GOAL OF THE EXERCISE –
The entries are to be given again in full. Every word must match.

───── INPUT

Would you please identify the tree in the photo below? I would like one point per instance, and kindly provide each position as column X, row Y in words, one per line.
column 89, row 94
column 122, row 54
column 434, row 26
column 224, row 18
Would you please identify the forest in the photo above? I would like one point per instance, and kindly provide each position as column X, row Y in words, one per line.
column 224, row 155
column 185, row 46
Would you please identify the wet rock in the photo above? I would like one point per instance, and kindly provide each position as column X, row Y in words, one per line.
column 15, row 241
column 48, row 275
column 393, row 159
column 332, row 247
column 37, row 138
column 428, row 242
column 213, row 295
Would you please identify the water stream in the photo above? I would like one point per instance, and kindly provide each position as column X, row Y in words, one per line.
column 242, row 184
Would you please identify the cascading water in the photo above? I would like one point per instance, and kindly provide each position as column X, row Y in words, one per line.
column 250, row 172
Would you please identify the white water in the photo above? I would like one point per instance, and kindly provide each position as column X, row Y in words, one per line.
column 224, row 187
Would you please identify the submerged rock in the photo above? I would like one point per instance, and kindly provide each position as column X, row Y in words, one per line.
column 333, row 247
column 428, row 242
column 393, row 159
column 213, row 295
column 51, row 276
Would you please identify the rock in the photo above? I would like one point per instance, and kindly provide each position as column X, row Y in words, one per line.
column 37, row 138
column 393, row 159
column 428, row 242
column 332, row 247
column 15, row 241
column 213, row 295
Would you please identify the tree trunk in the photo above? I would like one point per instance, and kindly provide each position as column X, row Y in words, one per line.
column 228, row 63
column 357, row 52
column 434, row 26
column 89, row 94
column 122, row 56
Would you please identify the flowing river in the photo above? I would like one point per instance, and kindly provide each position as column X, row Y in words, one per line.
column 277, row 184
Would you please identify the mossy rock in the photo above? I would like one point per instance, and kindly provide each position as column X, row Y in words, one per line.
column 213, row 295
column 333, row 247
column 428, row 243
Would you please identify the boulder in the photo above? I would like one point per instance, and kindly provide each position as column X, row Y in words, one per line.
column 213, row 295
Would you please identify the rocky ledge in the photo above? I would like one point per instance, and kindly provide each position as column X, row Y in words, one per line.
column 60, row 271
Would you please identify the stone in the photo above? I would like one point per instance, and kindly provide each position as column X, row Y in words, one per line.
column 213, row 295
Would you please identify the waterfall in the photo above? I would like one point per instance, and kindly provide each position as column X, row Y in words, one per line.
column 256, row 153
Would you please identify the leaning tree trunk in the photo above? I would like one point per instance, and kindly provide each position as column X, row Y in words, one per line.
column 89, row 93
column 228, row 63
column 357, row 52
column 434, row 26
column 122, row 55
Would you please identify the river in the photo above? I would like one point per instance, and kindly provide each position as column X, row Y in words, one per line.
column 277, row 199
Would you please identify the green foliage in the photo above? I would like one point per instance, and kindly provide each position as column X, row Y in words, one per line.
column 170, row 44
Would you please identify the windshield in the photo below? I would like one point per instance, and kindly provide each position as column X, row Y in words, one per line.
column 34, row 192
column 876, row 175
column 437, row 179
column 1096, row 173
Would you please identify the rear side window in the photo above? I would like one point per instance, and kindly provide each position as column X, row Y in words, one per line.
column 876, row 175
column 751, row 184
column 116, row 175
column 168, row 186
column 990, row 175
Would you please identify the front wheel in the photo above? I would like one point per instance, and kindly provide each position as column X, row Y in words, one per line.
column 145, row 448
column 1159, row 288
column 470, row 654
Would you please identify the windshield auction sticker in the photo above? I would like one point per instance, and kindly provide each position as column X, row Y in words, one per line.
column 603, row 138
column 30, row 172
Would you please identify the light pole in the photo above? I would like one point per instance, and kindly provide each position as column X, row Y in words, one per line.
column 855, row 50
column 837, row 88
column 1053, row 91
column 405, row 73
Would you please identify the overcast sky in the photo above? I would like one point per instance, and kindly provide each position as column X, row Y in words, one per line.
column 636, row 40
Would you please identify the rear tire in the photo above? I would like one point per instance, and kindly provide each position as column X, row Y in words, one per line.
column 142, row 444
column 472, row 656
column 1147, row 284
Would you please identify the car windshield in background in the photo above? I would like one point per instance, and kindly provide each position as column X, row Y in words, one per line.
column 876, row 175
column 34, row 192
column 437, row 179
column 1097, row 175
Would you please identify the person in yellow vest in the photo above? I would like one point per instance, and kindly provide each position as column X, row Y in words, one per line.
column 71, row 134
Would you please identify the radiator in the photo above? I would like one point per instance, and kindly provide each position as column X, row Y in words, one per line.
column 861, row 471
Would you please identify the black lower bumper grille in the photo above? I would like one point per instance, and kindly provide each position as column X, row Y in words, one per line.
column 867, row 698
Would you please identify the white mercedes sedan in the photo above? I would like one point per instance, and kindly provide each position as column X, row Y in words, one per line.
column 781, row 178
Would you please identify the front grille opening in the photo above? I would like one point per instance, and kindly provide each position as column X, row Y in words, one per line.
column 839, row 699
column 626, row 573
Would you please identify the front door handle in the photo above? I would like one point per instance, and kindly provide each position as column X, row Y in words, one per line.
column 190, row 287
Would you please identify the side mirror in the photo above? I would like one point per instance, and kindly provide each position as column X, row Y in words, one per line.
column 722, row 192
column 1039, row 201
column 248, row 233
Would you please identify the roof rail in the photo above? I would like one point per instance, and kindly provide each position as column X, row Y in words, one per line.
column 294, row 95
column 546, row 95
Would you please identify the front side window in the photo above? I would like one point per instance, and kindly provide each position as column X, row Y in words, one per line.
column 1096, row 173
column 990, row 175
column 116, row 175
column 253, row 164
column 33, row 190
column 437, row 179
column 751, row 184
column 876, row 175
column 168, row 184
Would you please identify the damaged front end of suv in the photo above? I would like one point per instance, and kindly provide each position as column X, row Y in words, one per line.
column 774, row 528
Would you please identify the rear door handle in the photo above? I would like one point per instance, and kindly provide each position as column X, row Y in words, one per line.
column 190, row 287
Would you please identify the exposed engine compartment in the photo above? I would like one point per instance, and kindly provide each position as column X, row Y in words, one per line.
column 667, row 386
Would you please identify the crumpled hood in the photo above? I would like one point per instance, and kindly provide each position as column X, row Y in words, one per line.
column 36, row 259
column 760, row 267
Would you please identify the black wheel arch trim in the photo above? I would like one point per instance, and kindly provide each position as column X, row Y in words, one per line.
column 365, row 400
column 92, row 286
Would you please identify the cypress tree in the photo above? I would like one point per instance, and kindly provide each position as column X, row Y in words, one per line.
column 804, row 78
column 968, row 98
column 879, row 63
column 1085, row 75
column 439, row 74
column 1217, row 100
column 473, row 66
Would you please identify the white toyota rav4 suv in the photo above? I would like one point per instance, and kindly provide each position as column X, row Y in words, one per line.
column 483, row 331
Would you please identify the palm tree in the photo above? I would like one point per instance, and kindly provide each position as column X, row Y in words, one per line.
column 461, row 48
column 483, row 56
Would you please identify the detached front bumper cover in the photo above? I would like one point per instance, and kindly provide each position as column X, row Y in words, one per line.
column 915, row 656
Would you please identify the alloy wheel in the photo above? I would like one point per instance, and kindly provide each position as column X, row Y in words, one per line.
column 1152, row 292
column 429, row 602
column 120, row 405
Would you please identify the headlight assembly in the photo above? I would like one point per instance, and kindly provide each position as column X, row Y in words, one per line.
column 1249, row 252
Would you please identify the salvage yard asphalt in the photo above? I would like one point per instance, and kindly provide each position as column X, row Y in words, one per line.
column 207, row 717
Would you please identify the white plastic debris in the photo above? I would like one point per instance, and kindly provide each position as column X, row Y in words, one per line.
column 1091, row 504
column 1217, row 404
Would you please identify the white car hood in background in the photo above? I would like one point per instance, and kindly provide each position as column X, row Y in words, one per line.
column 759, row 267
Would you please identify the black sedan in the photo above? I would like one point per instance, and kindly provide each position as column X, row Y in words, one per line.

──────────

EXERCISE SOLUTION –
Would you please identify the tree in the photo below? I would like one point per instance, and kindly provide each position as column X, row Y in words, one per line.
column 89, row 94
column 122, row 54
column 434, row 26
column 224, row 18
Would you please identify the forest in the photo above? I would like one point per instance, and kindly provide each position as column X, row Y in words, one per line.
column 224, row 155
column 185, row 46
Would you please identify the wet rock in the photo above? I would like one point per instance, and kindly provide each position as column X, row Y in words, one per line.
column 15, row 241
column 48, row 275
column 393, row 159
column 332, row 247
column 37, row 138
column 428, row 242
column 213, row 295
Would you please identify the water stream in the photo above? I would like one point per instance, and kindly provide each position as column X, row Y in words, one per line.
column 242, row 184
Would you please identify the cascading water in the photo above? I would like one point per instance, and kindly provide each position as column X, row Y in words, one per line.
column 250, row 172
Would you please identify the white water in the photo above? I would like one point per instance, and kindly provide each position as column X, row Y in words, one per line.
column 224, row 187
Would you please identify the submerged rock in the photo above? I would like one point per instance, and kindly provide each position as column X, row Y in words, one per line.
column 333, row 247
column 428, row 242
column 393, row 159
column 213, row 295
column 51, row 276
Would you please identify the rock in the photo above? I would like one point per instance, and kindly provide each position as column X, row Y in words, one per line.
column 37, row 138
column 393, row 159
column 428, row 242
column 332, row 247
column 15, row 241
column 213, row 295
Would you please identify the tree trunk in the photo above? I would like one point per instance, and kindly provide each position as column X, row Y in words, one per line.
column 228, row 63
column 357, row 52
column 434, row 26
column 89, row 94
column 122, row 56
Would you please identify the flowing river in the photo above? I would like one point per instance, and kindly provide each position as column X, row Y in words, one per line.
column 277, row 184
Would you please identify the mossy rock in the photo above? I would like one point per instance, and kindly provide each position as column X, row Y in words, one per line.
column 213, row 295
column 333, row 247
column 428, row 243
Would you please identify the boulder in the photo above? I would like one point per instance, and kindly provide each position as column X, row Y in words, one per line.
column 213, row 295
Would you please identify the rocky ledge in the photo above? I would like one point per instance, and kindly provide each position as column X, row Y in words, one per line.
column 60, row 271
Would you please identify the stone in the photo above? I would like one point per instance, and kindly provide each position as column X, row Y in words, one per line.
column 213, row 295
Would you please identify the waterfall in the photo above? I would like one point per instance, and kindly provide each position as column X, row Y in words, one per line.
column 256, row 153
Would you please identify the leaning tree trunk in the photo above? I would like one point per instance, and kindly provide each position as column X, row Y in words, one per line.
column 89, row 93
column 228, row 63
column 357, row 52
column 434, row 26
column 122, row 55
Would you please identify the river in the photo above? I would like one point per instance, and kindly provide each position as column X, row Y in words, one per line.
column 277, row 199
Would you please identify the green foliage in the photo above? I would like one point per instance, and kindly provide each position as column X, row Y in words, one per line.
column 170, row 44
Would you please identify the windshield in the photo below? I would like one point per instance, and kindly provide each position as column X, row Y in words, one per line.
column 34, row 192
column 876, row 175
column 437, row 179
column 1096, row 173
Would you please identify the rear side window in the photo above? I would like one point per instance, and kindly provide each position as column X, row Y in words, one per line.
column 876, row 175
column 751, row 184
column 116, row 175
column 168, row 186
column 990, row 175
Would you please identify the front wheel in the photo above? I would like one point per instance, and kindly provide each position as column X, row Y in words, one per line.
column 145, row 448
column 1159, row 288
column 470, row 654
Would you please identify the windshield auction sticker in the photo above? I would like one point per instance, and kindly provide each position as column X, row Y in words, one per line.
column 603, row 138
column 30, row 172
Would you please identify the light pole in the photo above? I would like one point per instance, and kindly provide each position as column X, row Y in words, one per line.
column 855, row 50
column 837, row 88
column 1053, row 91
column 405, row 73
Would you please identify the overcast sky in the photo above? I would like one point per instance, and kindly provide each position as column X, row Y in words, one per line.
column 636, row 40
Would you please identify the rear tire in the photo above? I would like one point per instance, and kindly provide each position as column X, row Y in words, one per line.
column 142, row 444
column 472, row 656
column 1147, row 284
Would you please identify the car windshield in background in the photo above? I would like one point per instance, and kindly provide each position as column X, row Y in words, one per line.
column 876, row 175
column 34, row 192
column 437, row 179
column 1097, row 175
Would you please identify the person in yellow vest in the photo above? I would like one point per instance, and kindly provide each position as column X, row Y in words, one per line.
column 71, row 134
Would you please identify the radiator in the photo above? I would like one point per instance, and kindly provide each position as column X, row Y in words, one per line.
column 861, row 471
Would you please identify the black lower bumper grille in the photo above? I would like one point per instance, and kindly provide each position as column X, row Y in words, one per line.
column 867, row 698
Would you please identify the white mercedes sedan in the photo above? I would like one point per instance, and kindly provide each position as column X, row Y in words, one per line.
column 781, row 178
Would you please identify the front grille opening in the photo above? I would like one point per instance, and kindly provide each position as column X, row Y in words, one per line.
column 839, row 699
column 626, row 573
Would you please identify the front door handle in the photo above? I would like one point per instance, and kindly provide each position as column X, row Y in words, one per line.
column 190, row 287
Would you please identify the side mirror in the photo above? I would like one point per instance, and kindly provide each position as column X, row Y in words, one per line.
column 722, row 192
column 1039, row 201
column 248, row 233
Would you please identify the roof rail in the photo above? I would like one point per instance, and kindly provide each position as column X, row Y in words, one per line.
column 294, row 95
column 546, row 95
Would you please identify the front side window in the photo above? I would like one point per instance, and kindly provide each position as column X, row Y in words, one per line.
column 1096, row 173
column 990, row 175
column 116, row 175
column 253, row 164
column 33, row 190
column 437, row 179
column 751, row 184
column 876, row 175
column 168, row 184
Would you please identify the damaged front end of suv in the photo above? I would like one point per instance, and kindly provide each position as column X, row Y in words, one per line.
column 774, row 528
Would you please identify the rear door handle in the photo above? I would like one point per instance, and kindly provide each position as column X, row Y in words, one per line.
column 190, row 287
Would you please identify the exposed engine compartment in the photo above? I would like one point per instance, and kindly provide each position as column X, row Y in words, one per line.
column 667, row 386
Would you please identify the crumpled hood in the photo above? I would like one point per instance, and kindly provide each position as column X, row Y in words, one per line.
column 36, row 259
column 760, row 267
Would you please identify the black wheel arch trim in the photo above? I would like one point per instance, and kindly provide each position as column X, row Y in words, one per line.
column 365, row 400
column 92, row 286
Would you please identify the cypress tree in the photo above? I would like one point per instance, and kindly provide each position as column X, row Y in words, one per line.
column 804, row 78
column 968, row 98
column 879, row 63
column 1085, row 75
column 439, row 74
column 1217, row 100
column 473, row 66
Would you please identify the white toyota rav4 suv in the photo above? I would like one point per instance, and kindly provide each position as column X, row Y in words, one per line.
column 483, row 331
Would you please identify the palm tree in the photo above? I would like one point per instance, and kindly provide each position as column X, row Y in words, one per line.
column 461, row 48
column 483, row 56
Would you please identify the detached front bumper cover in the photo above? I would like one point per instance, and kindly provide each position as column X, row Y in words, one per line.
column 915, row 656
Would you please identify the alloy wheel in the photo above? I would like one point per instance, and kindly provide each position as column X, row Y in words, one per line.
column 1152, row 292
column 429, row 602
column 120, row 405
Would you please identify the headlight assembly in the photo above? I would like one point per instance, and kindly provide each position as column X, row Y in words, one per line.
column 1249, row 252
Would you please identify the salvage yard asphalt in the photo above? I would like one point per instance, and kindly provide each position as column X, row Y in words, one per line.
column 207, row 717
Would you please identify the white plastic debris in the photo above? I would like one point per instance, and kindly provide each position as column X, row Y in words, one per line.
column 1091, row 504
column 1217, row 404
Would you please identify the white car hood in background in the photo above? I would like one point per instance, and kindly provide each position as column X, row Y in words, one per line.
column 759, row 267
Would you please identify the black sedan in the photo above? I would like one point per instance, and kindly provide each position as column X, row Y in words, one per line.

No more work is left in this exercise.